# Universities in Perth



## Editor

While the number of universities in Perth may not match those in the likes of Melbourne and Sydney, there is no doubt that it still attracts more than its fair share of attention from overseas students. The current list of universities in Perth includes: –

Curtin University of Technology 
Edith Cowan University 
Murdoch University
University of Notre Dame 
University of Western Australia 

If you have any experience of the above universities or any other educational facilities in Perth then please feel free to comment below. As the number of overseas students moving to Australia is set to grow further in the short to medium term, any assistance would be greatly appreciated by many members.


----------



## Editor

It would be interesting to hear from anybody who has applied to any of the above universities or is in attendance at the moment.


----------



## markier87

*Curtin University*

Hi!

I am Mark and I have been accepted to study my PhD in Curtin University for next year (2014). I want to bring with me my de facto partner (same-sex) to Australia because I don't want to be far from him again. I did my masters here in Korea (will be graduating by Feb 2014).

I know I can apply for a Student Visa Subclass 574 (SVP) but my concern is with my partner. Anybody with a similar concern? Please help!


----------



## yesican1

Hi..

I'm currently looking into the possibility of furthering my studies in Perth and these universities have been on my radar for the past 6 months. 

I'm yet to decide on what course to take on but i'm glad to know that i'm on the right track re universities in Perth.


----------
————————
## Problems
1. In the thread on universities in Perth, which visa does markier87 say he can apply for?
2. Name every university included in the current list of universities in Perth given in the thread on universities in Perth.
3. Quote the thread on universities in Perth between "I know I can" and "universities in Perth.", inclusive.

## Raw data
————————
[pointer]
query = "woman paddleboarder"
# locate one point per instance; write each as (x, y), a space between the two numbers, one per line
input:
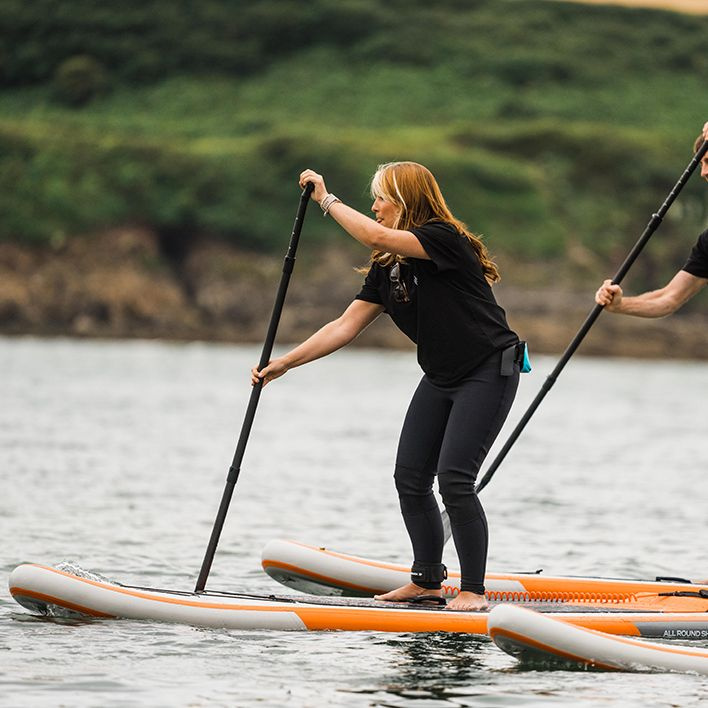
————————
## Solved tasks
1. Student Visa Subclass 574 (SVP)

2.
Curtin University of Technology
Edith Cowan University
Murdoch University
University of Notre Dame
University of Western Australia

3.
I know I can apply for a Student Visa Subclass 574 (SVP) but my concern is with my partner. Anybody with a similar concern? Please help!


----------



## yesican1

Hi..

I'm currently looking into the possibility of furthering my studies in Perth and these universities have been on my radar for the past 6 months. 

I'm yet to decide on what course to take on but i'm glad to know that i'm on the right track re universities in Perth.